(Records to process)

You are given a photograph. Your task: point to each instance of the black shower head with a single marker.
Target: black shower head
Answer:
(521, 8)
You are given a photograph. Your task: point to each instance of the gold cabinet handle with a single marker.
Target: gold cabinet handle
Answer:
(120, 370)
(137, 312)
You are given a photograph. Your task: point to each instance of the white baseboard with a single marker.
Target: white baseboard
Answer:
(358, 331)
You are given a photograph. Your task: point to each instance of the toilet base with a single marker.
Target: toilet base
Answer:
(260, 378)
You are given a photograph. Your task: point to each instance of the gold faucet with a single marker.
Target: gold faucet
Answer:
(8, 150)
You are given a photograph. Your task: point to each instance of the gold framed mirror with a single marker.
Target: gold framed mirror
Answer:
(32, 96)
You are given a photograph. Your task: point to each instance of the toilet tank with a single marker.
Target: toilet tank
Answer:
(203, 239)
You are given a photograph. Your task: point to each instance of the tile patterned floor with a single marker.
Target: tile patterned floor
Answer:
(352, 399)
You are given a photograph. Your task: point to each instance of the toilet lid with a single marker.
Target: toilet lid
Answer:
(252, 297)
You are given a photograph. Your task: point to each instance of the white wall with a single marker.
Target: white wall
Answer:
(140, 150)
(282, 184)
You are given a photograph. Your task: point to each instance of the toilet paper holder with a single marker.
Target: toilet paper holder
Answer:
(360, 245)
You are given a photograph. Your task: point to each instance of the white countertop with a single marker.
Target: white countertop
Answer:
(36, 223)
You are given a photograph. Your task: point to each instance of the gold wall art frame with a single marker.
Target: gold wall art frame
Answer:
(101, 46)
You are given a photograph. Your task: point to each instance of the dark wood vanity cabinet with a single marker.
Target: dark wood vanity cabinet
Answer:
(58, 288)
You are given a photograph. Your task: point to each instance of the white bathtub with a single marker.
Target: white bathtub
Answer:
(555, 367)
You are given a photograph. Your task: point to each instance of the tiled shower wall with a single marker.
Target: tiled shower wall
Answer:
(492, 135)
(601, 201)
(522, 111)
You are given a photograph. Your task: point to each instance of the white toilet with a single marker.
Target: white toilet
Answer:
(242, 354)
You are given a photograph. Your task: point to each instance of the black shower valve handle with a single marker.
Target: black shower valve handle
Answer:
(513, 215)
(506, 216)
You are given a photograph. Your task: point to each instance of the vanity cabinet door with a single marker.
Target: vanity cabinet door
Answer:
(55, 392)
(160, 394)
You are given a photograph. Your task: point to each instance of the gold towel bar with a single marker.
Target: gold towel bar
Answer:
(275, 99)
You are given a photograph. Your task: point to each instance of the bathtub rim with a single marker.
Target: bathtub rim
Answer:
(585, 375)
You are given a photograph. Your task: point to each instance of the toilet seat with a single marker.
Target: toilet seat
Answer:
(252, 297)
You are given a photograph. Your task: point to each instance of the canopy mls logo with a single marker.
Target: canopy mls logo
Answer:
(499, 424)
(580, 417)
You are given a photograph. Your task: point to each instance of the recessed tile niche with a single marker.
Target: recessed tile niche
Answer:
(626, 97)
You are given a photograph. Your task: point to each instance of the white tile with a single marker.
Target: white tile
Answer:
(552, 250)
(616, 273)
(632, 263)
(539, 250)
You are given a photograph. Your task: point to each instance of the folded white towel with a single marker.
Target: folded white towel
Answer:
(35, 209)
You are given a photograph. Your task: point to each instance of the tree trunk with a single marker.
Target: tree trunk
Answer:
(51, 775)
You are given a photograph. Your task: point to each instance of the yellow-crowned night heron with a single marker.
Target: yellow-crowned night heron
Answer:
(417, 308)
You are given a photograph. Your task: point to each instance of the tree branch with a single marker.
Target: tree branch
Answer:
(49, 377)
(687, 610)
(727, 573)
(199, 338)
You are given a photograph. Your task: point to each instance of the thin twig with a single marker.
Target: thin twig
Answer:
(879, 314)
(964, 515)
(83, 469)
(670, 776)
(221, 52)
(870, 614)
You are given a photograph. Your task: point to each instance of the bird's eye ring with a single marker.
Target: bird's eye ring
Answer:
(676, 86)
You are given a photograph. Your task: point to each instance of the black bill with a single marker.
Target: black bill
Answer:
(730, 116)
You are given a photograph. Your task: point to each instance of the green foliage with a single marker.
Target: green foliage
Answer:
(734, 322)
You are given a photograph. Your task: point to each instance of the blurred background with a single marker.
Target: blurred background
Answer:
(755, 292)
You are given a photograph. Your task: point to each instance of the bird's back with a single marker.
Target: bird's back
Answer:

(End Records to process)

- _What needs to be done_
Using the records above, select and copy every line that has the word "valve".

- _Exercise response_
You are given a photograph. Your task: point to each instance of the black shower valve handle with a single marker.
Target: black shower valve handle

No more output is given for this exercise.